**What you are asked to do**
Your reply should hold only the lines from the records below where "chip" occurs.

**Source data**
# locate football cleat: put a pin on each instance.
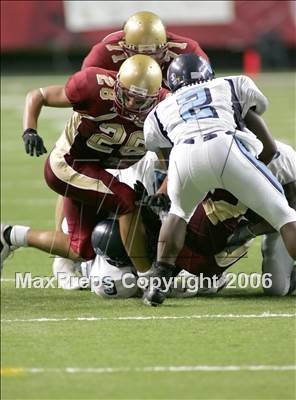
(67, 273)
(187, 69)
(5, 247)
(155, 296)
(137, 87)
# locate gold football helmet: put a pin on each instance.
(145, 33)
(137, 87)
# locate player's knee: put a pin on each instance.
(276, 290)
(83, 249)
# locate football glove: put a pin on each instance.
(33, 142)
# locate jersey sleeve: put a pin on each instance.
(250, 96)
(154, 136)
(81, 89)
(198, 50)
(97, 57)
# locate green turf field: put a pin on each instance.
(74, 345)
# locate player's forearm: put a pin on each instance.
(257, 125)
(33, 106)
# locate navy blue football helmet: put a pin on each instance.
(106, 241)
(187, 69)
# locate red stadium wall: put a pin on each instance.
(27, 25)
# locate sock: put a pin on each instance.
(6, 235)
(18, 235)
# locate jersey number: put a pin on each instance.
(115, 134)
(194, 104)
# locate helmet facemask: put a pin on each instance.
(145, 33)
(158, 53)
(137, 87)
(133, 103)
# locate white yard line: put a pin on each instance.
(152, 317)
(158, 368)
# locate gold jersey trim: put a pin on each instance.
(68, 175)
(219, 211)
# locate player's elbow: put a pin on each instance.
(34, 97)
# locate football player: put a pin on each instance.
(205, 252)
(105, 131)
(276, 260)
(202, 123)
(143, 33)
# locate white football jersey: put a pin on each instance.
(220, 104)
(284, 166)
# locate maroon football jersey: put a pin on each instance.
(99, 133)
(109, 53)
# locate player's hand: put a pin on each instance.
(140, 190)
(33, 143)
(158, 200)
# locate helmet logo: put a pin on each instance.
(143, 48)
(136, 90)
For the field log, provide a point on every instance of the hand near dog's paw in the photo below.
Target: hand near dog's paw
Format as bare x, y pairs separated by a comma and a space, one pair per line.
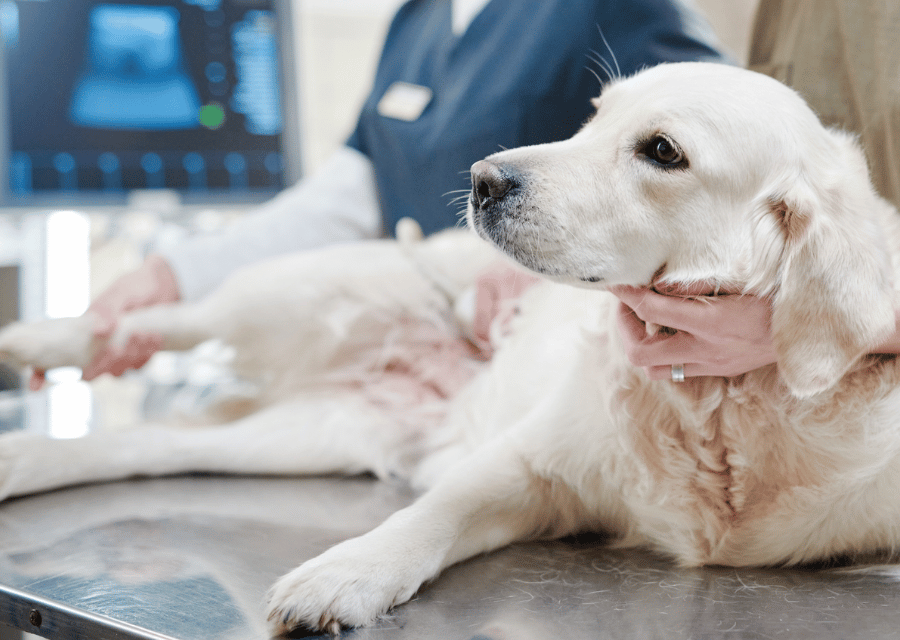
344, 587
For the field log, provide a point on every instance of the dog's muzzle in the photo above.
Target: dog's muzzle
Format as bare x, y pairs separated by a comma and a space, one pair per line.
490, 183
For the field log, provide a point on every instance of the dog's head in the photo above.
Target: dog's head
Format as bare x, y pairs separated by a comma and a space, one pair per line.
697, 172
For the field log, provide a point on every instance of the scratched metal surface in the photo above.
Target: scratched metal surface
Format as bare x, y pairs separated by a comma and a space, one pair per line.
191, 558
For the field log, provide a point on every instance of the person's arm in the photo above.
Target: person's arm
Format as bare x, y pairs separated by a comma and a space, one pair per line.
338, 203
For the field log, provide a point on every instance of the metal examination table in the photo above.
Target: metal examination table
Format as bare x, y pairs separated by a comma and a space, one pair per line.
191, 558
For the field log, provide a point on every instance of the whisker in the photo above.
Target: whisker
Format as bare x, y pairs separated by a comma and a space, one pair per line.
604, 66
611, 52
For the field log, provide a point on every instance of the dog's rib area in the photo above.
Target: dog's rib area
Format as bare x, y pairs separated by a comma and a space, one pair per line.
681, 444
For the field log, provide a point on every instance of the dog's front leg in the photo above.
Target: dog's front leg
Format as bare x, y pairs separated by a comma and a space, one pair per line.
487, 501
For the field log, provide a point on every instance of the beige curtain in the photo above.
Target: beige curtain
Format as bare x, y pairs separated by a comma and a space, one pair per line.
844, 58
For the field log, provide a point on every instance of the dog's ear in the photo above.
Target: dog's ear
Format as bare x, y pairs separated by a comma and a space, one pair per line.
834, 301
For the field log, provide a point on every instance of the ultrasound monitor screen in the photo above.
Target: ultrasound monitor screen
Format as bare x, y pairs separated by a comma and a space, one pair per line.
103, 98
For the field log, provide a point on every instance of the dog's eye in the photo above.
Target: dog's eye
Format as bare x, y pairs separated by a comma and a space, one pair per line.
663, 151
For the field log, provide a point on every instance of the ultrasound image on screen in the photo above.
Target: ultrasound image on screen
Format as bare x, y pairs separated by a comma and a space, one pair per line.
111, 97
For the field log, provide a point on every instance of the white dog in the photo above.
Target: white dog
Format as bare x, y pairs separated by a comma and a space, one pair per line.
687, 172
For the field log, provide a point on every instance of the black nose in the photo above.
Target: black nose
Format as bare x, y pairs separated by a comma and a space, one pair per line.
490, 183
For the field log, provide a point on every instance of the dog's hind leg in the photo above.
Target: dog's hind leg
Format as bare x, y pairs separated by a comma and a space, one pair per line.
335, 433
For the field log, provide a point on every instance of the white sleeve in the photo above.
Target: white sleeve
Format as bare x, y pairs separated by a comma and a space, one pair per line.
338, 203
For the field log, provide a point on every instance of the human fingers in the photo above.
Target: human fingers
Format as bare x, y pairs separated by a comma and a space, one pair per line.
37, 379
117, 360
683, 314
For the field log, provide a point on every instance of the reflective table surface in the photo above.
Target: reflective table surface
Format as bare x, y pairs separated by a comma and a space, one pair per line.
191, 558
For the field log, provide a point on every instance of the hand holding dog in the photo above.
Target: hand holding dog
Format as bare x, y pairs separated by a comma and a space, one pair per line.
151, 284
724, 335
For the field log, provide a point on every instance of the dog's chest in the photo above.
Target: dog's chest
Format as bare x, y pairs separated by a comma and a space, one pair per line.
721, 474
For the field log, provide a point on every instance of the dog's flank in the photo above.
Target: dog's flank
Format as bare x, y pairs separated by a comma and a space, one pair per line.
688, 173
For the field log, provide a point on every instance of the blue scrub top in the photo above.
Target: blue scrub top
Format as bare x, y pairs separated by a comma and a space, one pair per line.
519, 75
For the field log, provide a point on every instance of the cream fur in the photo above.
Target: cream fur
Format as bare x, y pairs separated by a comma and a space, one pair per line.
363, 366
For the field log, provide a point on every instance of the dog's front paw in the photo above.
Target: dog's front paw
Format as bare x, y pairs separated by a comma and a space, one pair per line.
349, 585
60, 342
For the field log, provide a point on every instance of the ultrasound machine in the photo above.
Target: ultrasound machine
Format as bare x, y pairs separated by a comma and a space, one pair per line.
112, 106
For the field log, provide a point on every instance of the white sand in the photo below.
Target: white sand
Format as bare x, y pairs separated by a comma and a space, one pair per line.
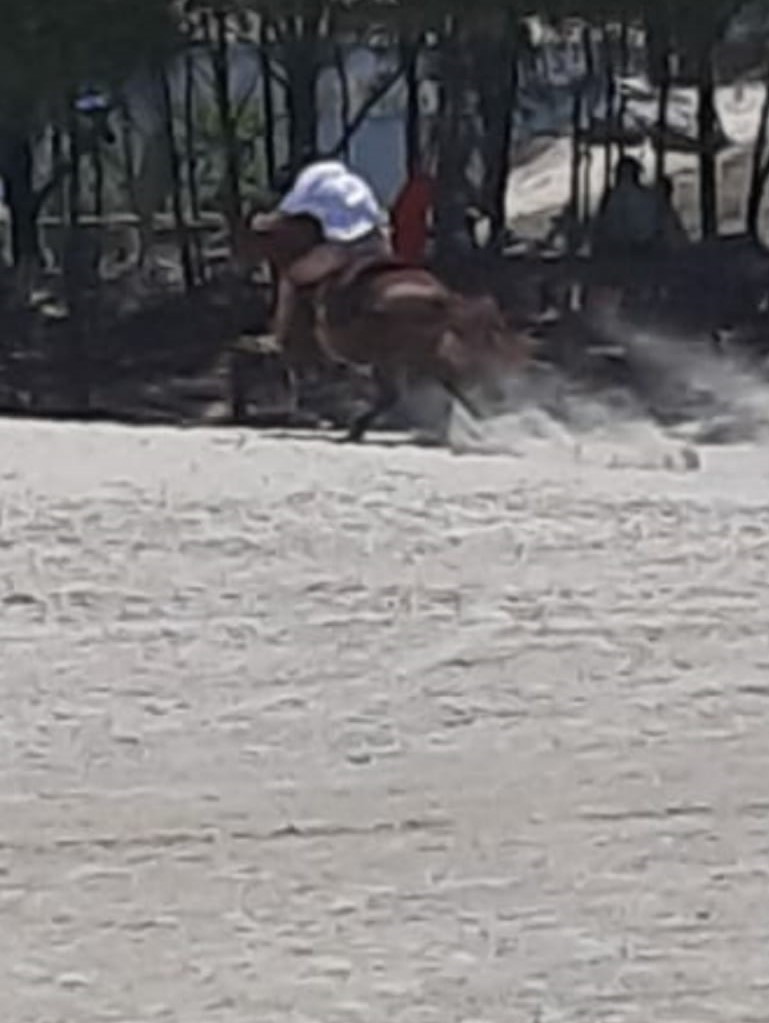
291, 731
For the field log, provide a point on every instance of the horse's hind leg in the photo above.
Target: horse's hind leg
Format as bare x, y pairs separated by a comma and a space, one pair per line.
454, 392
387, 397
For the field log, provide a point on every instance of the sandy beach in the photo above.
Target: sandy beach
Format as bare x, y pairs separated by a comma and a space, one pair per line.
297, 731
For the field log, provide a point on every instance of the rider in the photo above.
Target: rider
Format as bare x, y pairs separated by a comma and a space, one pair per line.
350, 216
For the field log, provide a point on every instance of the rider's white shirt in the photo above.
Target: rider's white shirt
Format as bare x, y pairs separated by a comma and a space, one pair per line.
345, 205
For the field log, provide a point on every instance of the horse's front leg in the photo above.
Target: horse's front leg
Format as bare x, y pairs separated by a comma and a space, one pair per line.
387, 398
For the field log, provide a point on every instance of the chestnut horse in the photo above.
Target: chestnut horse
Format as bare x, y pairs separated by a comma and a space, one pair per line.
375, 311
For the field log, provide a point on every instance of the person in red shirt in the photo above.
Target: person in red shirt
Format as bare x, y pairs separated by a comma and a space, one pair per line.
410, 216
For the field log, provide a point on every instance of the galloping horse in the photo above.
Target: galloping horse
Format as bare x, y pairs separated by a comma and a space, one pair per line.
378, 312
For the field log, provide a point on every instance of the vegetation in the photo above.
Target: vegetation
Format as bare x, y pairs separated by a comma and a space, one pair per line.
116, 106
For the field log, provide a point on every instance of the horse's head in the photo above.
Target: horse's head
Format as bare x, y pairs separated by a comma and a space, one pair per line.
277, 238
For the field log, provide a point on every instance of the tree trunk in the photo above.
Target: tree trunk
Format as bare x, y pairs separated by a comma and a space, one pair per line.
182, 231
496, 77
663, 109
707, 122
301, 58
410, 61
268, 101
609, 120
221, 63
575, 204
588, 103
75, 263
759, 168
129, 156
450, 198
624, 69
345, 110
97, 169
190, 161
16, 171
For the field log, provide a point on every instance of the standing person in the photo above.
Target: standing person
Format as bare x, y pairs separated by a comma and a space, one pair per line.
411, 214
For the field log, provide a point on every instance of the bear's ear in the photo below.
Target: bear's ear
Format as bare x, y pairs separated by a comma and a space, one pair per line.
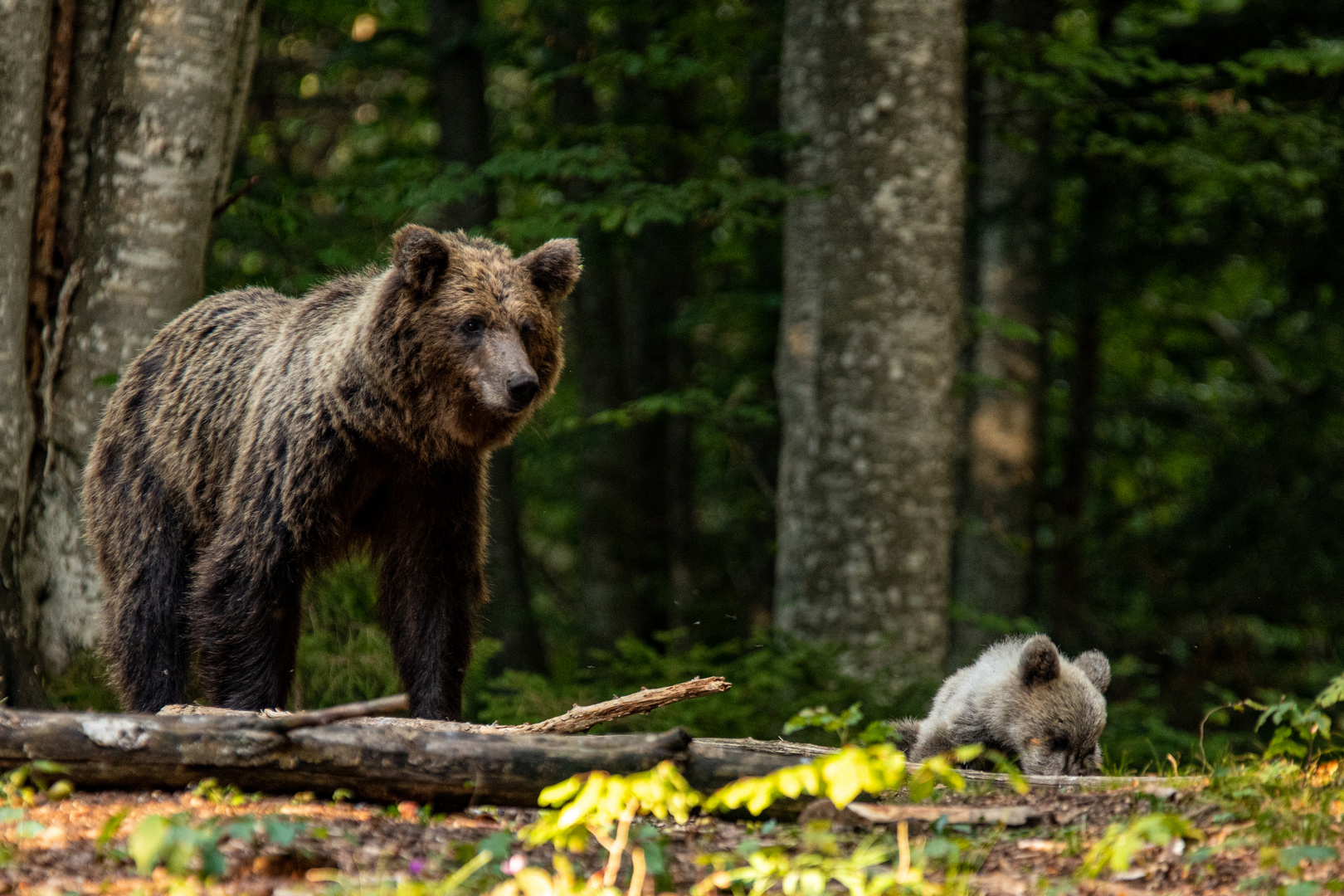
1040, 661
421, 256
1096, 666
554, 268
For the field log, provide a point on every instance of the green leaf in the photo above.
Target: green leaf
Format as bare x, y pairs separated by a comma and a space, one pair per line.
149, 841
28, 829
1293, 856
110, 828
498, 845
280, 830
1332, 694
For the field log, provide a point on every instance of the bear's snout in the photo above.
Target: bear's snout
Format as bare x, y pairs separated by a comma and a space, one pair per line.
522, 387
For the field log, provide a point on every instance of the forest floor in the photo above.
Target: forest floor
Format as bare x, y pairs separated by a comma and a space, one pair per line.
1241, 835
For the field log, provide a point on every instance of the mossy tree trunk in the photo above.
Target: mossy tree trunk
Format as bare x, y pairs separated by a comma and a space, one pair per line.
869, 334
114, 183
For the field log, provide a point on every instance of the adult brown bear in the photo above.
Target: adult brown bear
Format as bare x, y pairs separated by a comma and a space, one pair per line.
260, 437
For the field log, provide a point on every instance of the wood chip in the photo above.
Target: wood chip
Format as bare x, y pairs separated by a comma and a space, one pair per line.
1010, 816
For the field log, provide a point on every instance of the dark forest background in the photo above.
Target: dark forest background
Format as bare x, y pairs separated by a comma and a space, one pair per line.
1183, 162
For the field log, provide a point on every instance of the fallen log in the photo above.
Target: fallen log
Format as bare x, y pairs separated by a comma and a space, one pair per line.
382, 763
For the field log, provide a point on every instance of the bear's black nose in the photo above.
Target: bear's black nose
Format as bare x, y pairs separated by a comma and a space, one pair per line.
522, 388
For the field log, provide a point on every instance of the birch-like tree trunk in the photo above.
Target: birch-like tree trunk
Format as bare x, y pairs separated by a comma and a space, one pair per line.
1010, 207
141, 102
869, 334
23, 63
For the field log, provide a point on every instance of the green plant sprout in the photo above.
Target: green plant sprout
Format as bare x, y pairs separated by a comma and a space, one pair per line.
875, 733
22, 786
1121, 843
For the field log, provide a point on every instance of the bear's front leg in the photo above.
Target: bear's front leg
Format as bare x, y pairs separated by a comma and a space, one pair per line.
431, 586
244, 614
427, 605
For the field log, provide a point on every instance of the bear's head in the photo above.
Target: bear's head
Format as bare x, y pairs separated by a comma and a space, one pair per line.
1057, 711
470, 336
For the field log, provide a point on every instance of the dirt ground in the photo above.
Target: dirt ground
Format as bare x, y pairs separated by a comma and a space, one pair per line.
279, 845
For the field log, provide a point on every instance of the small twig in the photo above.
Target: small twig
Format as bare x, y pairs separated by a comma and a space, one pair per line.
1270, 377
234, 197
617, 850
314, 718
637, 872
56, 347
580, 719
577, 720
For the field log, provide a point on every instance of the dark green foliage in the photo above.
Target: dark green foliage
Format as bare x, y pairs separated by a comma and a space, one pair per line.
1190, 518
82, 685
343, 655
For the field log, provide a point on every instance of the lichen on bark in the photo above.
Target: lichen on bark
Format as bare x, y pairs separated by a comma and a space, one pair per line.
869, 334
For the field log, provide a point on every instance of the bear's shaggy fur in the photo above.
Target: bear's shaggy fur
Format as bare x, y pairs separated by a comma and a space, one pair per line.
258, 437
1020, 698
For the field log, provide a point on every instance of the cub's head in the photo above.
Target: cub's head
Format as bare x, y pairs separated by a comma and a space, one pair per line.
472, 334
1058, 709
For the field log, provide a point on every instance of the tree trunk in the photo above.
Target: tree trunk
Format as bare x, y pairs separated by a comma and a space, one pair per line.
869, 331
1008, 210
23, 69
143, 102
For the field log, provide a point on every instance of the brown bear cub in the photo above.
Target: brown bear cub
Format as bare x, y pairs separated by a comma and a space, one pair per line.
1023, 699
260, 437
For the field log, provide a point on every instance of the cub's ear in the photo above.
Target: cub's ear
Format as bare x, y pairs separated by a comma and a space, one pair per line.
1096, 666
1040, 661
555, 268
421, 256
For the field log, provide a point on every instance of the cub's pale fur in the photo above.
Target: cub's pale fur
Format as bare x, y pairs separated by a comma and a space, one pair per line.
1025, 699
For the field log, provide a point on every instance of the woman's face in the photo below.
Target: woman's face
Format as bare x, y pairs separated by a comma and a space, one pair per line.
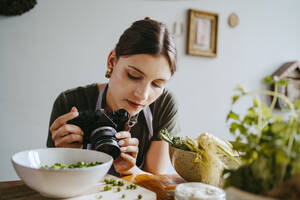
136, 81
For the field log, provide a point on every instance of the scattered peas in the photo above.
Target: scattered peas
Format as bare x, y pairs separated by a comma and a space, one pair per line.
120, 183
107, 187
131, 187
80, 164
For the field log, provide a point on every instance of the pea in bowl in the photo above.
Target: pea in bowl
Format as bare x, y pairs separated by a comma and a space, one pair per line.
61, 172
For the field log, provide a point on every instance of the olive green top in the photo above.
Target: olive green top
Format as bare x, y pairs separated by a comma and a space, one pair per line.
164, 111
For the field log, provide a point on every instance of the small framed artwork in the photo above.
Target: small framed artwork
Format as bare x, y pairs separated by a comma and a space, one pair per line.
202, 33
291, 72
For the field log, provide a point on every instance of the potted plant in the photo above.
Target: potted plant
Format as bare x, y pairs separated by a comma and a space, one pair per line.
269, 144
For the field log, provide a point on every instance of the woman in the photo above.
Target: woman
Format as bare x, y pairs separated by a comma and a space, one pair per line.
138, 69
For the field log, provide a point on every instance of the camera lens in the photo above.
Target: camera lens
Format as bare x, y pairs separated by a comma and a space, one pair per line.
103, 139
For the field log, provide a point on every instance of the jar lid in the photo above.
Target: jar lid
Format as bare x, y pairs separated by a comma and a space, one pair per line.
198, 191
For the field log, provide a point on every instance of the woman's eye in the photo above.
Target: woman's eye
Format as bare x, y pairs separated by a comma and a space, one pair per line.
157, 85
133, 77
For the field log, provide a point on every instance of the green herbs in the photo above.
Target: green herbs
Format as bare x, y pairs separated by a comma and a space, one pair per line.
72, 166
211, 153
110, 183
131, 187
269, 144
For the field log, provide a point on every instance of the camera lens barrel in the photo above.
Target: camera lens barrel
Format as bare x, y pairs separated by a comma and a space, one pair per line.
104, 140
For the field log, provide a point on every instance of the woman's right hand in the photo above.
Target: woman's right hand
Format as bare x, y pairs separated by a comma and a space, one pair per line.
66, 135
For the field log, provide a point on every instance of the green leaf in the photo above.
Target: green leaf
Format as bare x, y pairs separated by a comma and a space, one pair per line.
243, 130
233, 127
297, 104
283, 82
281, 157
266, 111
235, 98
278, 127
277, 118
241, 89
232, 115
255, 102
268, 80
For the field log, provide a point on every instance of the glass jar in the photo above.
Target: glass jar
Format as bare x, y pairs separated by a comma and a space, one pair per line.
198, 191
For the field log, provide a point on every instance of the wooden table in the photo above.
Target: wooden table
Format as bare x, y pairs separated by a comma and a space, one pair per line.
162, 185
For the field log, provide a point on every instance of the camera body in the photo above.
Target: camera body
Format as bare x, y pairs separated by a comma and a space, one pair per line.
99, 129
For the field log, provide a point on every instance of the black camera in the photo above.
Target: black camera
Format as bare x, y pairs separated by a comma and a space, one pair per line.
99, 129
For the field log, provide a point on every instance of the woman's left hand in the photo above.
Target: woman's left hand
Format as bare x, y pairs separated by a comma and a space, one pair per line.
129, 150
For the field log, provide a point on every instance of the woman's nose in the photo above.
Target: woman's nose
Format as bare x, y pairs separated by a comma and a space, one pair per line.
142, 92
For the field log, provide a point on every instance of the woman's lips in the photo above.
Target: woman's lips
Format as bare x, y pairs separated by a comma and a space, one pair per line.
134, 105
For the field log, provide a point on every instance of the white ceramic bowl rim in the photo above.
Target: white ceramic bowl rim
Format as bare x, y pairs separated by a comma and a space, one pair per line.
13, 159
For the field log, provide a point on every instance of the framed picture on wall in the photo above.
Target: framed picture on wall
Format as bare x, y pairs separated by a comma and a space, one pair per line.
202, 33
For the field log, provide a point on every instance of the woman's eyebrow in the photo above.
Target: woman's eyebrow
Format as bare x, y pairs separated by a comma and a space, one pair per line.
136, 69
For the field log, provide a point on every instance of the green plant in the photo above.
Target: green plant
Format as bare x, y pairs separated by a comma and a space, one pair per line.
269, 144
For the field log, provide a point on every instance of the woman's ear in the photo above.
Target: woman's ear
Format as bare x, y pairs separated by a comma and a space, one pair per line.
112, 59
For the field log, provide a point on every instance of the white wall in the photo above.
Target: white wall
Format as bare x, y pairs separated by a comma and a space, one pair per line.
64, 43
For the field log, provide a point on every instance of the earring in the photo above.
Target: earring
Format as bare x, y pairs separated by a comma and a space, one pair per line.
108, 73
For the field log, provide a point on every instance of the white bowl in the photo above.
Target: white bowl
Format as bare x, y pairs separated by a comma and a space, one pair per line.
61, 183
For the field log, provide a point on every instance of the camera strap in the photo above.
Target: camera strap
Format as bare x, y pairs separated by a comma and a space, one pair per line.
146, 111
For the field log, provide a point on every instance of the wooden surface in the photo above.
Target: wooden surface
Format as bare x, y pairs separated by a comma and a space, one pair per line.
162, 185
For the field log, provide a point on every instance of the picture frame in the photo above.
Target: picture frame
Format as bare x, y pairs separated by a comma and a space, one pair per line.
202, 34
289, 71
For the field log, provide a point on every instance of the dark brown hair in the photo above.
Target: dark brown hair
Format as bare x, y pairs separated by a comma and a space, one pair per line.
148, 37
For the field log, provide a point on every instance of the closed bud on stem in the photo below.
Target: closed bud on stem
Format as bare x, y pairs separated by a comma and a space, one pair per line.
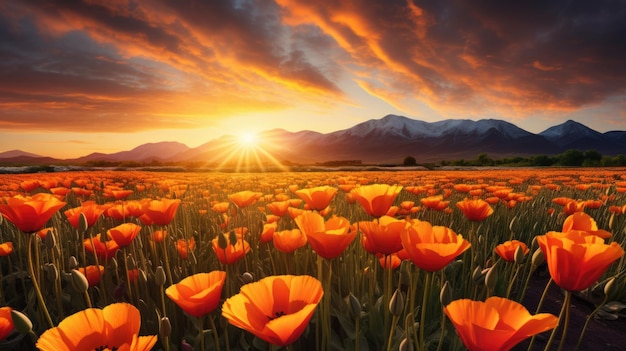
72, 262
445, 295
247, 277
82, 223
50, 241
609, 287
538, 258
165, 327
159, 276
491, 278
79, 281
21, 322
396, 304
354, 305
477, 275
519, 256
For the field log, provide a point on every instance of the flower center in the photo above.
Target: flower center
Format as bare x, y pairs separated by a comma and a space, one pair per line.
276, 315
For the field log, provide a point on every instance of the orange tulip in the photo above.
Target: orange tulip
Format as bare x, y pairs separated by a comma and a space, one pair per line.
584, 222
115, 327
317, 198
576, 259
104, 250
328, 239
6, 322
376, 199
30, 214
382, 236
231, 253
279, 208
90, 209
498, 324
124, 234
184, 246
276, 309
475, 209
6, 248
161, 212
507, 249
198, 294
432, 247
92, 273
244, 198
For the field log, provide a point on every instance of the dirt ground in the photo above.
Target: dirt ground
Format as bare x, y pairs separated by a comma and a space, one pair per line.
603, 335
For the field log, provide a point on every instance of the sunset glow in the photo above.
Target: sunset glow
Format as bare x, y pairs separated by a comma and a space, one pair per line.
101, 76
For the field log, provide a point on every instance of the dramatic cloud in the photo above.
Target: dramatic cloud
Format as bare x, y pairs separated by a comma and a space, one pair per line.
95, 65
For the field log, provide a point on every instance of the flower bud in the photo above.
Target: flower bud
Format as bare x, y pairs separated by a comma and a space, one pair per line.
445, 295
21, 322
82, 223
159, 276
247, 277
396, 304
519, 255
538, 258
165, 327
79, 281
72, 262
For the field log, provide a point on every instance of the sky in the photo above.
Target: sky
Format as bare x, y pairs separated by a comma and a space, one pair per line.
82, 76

**Task result**
For the field log, provide a point on every instance of the wood chip in the photo above.
Target: wood chip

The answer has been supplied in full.